TO DO: Can you reproduce every one of the entries below word for word, omitting the pictures?

RECORDS SHOWN:
------

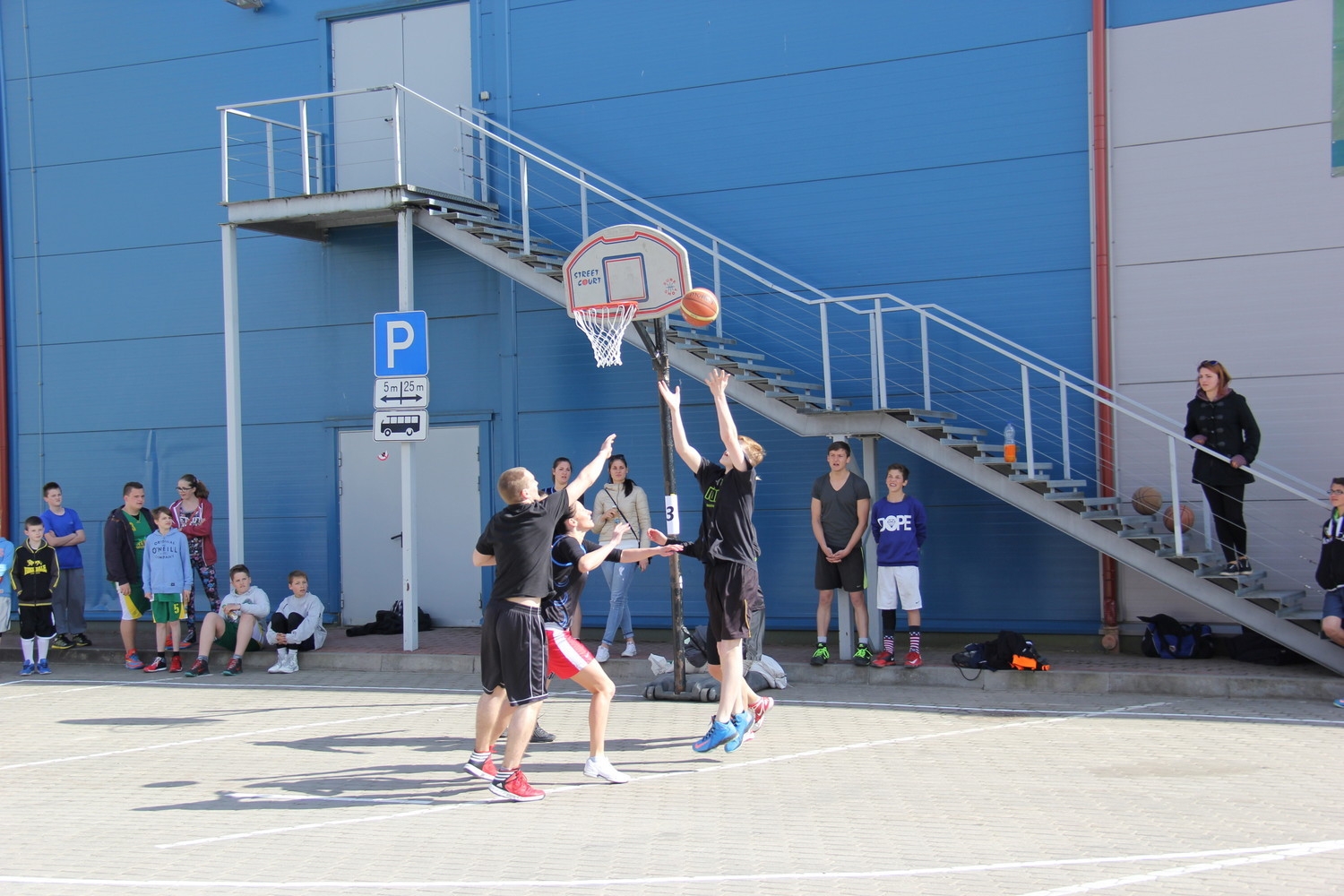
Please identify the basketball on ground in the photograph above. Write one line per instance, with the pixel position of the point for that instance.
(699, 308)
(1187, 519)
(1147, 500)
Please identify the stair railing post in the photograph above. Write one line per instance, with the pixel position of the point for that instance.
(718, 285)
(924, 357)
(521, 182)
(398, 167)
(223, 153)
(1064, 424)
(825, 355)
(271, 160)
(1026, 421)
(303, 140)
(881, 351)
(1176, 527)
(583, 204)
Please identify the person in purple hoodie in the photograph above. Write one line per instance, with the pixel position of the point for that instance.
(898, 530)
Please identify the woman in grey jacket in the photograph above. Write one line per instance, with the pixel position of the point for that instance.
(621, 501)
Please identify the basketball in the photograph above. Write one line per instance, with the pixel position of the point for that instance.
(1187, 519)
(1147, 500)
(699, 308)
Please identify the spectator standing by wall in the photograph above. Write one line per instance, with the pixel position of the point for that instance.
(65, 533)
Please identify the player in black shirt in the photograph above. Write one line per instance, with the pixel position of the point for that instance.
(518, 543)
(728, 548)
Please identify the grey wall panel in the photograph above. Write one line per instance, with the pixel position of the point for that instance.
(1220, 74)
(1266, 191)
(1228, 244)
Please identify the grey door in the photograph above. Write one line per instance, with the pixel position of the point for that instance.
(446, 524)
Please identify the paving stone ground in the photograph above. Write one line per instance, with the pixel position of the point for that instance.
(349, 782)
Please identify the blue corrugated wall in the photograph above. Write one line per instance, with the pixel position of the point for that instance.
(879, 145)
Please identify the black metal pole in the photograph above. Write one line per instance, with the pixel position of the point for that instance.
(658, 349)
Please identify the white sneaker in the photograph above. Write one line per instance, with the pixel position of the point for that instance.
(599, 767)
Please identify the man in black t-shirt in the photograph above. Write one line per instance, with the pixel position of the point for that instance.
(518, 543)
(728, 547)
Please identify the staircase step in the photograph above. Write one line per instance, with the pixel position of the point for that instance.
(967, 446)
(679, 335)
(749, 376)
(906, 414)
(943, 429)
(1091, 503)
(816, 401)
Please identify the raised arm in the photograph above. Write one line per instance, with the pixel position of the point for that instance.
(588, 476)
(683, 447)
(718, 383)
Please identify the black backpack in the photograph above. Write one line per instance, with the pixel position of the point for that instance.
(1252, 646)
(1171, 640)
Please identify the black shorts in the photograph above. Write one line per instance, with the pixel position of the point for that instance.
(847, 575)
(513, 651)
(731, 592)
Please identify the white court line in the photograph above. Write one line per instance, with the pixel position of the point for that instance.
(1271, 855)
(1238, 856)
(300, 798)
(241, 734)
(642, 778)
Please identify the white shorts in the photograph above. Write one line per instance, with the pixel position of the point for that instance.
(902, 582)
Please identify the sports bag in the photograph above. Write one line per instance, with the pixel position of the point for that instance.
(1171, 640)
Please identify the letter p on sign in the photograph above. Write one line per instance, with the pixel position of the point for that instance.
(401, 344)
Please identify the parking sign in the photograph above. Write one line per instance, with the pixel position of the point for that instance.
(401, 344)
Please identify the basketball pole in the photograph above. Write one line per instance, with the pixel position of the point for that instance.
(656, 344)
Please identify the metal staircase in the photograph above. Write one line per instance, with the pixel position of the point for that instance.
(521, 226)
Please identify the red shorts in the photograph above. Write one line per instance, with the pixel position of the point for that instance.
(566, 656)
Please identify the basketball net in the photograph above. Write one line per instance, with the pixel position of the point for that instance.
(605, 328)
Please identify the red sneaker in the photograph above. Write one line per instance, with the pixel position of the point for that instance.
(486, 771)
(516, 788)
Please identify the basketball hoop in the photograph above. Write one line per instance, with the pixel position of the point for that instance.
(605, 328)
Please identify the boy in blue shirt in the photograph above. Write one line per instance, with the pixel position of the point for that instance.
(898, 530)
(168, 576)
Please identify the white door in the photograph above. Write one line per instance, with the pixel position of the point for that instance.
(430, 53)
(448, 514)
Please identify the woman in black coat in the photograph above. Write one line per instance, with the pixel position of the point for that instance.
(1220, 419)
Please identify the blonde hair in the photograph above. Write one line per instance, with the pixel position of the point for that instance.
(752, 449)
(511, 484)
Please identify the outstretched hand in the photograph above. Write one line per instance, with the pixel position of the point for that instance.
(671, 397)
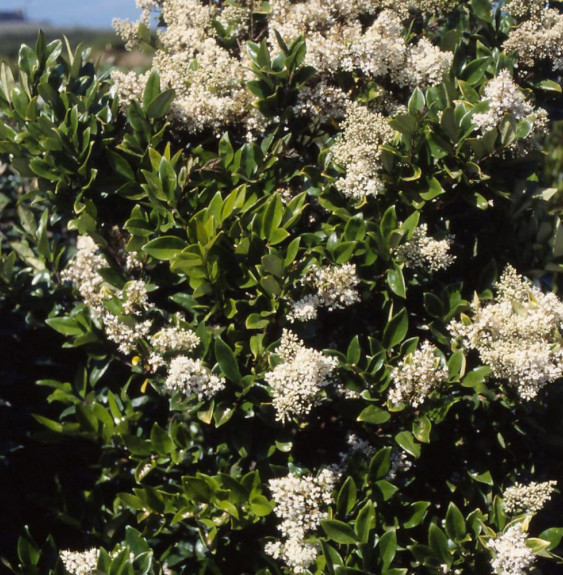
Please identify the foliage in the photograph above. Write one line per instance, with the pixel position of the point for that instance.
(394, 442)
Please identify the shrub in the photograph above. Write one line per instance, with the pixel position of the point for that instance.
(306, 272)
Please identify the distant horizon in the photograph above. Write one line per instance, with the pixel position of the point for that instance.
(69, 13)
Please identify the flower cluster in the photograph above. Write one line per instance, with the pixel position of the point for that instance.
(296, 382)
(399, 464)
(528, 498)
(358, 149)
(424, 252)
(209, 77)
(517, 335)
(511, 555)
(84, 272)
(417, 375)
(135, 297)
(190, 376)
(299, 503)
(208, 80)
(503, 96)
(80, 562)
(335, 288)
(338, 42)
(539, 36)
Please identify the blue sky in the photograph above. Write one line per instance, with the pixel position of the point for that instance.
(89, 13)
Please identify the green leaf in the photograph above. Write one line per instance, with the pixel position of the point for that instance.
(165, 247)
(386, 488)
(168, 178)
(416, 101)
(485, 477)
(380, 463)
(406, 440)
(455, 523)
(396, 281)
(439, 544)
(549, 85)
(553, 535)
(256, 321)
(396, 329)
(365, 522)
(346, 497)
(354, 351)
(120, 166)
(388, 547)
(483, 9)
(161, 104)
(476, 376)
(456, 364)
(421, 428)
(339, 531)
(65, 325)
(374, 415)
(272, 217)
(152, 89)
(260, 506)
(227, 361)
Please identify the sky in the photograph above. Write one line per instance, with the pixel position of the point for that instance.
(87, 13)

------

TASK RESULT:
Please identify the basketball on ground in the photograph above. Write one line per instance, with the pixel position of the point for that instance.
(699, 308)
(1187, 519)
(1147, 500)
Please identify the stair railing post in the photograph above. Write one line per instance, with the pixel position of the point for that instance.
(718, 285)
(924, 357)
(521, 182)
(398, 167)
(223, 153)
(1064, 424)
(825, 355)
(271, 160)
(1026, 421)
(303, 140)
(881, 351)
(1176, 527)
(583, 204)
Please identify the person in purple hoodie in the photograph above. Write one line per instance, with the pixel position of the point for that instance.
(898, 530)
Please identify the woman in grey jacket in the photograph above. Write one line per instance, with the pixel position of the point for that instance.
(621, 501)
Please identify the basketball in the photograph above. Write one line per instance, with the pixel position of the point for that instance.
(1187, 519)
(1147, 500)
(699, 308)
Please identify the spectator standing by wall in the photograph above. Write one line per instance, with the pixel position of the point for that instance.
(65, 533)
Please identify the player in black shirt in the photograph above. Write one line per instance, with the pixel position of the point for that instance.
(518, 543)
(728, 548)
Please identify the grey wall panel in the photograph above. Write one line per instance, with the pixel position of the point for that instance.
(1220, 74)
(1266, 191)
(1228, 244)
Please identify the grey door in the photograph above. Write one line per instance, with the pixel position of the point for that instance.
(446, 524)
Please identify the paving stone ground in the photograph above. Write one line per instance, with the pixel position of the point for that instance.
(349, 782)
Please identify the blue corrugated wall in the photograph above. Write one line per instance, with the pixel position of the point for that instance.
(879, 145)
Please identify the black metal pole in the photograph above. Write one line per instance, with the pixel position of the point for that instance.
(658, 349)
Please identify the white sneaker in the photograph above. Write one line per instance, with the pixel position of the point for that instance.
(599, 767)
Please identify the man in black t-shirt in the photograph above. Write one line per instance, with the pixel position of the point for that instance.
(518, 543)
(728, 547)
Please identify the staircase step in the photograph above. Write one line per instance, with the pixel position of the point for that instance.
(967, 446)
(679, 335)
(749, 376)
(906, 414)
(943, 429)
(1091, 503)
(816, 401)
Please identify the raised arm in the photograph above. Write one line per instance, with the pixel position of the point for that instance.
(588, 476)
(683, 447)
(718, 383)
Please identify the black backpack in the photograph above. Write one line per instance, with the pixel position of the point for that instance.
(1252, 646)
(1171, 640)
Please identify the black shorts in the photograph above. Write one line per instance, with the pixel position of the point for that instance.
(847, 575)
(513, 651)
(731, 592)
Please identify the white court line in the photograph above. Write one line per instance, with the pixel position of the point for that instance.
(1271, 855)
(1238, 856)
(300, 798)
(241, 734)
(642, 778)
Please identify the white shorts in the photograph above. Write one line per instance, with the pixel position of the point for that instance.
(902, 582)
Please identify the sports bag in the photograph above. Write one line per instance, with the pixel position of the point for that instance.
(1171, 640)
Please identify the letter p on sign in the photograph above. Write one line per instance, with the pixel position of the point for that instance.
(401, 344)
Please identify the parking sign in the photograph above. Write one line per instance, with the pixel position of the point for that instance.
(401, 344)
Please identify the basketball pole in the photograph above. Write one line per instance, with the pixel position of the point for that instance.
(656, 344)
Please identify the metal staircase in the photograph above. Write one line per instance, with the pixel position of the point for that instance.
(521, 226)
Please identify the red shorts in the photograph above. Write one line per instance, with the pixel position of the point for that instance.
(566, 656)
Please identify the basketball net in the photograph above. Write one line per instance, with the pixel position of the point for that instance.
(605, 328)
Please identify the red sneaker in the photograph above. Write one line per instance, with the pixel position of the point for that instance.
(486, 771)
(516, 788)
Please identify the basketball hoop in the photograph above. Write one line per instance, with the pixel position of the point for that instance.
(605, 328)
Please identify the boy in blue shirt in the photograph above. Write one line per instance, with the pixel position of the point for that instance.
(898, 530)
(168, 576)
Please identify the white door in the photograph above. Write one line per instance, with the pixel position of the point for that instance.
(430, 53)
(448, 514)
Please identify the woman in black coat in the photograph above. Write one line per instance, with the pixel position of the point for that instance.
(1220, 419)
Please identify the blonde hair in the photograph above. Write one line per instance, with the pixel position of the point for that instance.
(752, 449)
(511, 484)
Please identify the outstretched hand in the photograph above. Write one line per instance, with the pixel position of the point for that instance.
(671, 397)
Please identify the foliage in the photograph above. Write one line per instance, with the pixel position of the point for that instance.
(394, 442)
Please identify the shrub in the photograph above. Write one line per instance, with the pixel position of the point for that instance.
(306, 272)
Please identify the distant horizon in the photograph above. Write one line per instance, with the pixel position of the point for that instance.
(69, 13)
Please identify the flower cluster in the photograph above. Write one line per instance, with the pixel position of the point for that instance.
(296, 382)
(399, 464)
(528, 498)
(358, 149)
(424, 252)
(209, 77)
(517, 335)
(511, 555)
(84, 272)
(417, 375)
(135, 297)
(190, 376)
(299, 503)
(208, 80)
(503, 96)
(80, 562)
(335, 288)
(338, 42)
(539, 36)
Please identify the blue sky in the photograph above. Write one line per instance, with the pixel position of the point for that instance.
(89, 13)
Please identify the green leaf in the photograph above. Write one line per instance, with the pixel position of the point for that instance.
(165, 247)
(386, 488)
(168, 178)
(416, 101)
(485, 477)
(380, 463)
(406, 440)
(455, 523)
(396, 281)
(439, 544)
(549, 85)
(553, 535)
(256, 321)
(396, 329)
(365, 522)
(346, 497)
(354, 351)
(120, 166)
(388, 547)
(483, 9)
(161, 104)
(476, 376)
(456, 364)
(421, 428)
(339, 531)
(65, 325)
(374, 415)
(272, 217)
(152, 89)
(260, 506)
(227, 361)
Please identify the sky in the photograph above. Write one line per instance, with the pixel position of the point for that instance.
(87, 13)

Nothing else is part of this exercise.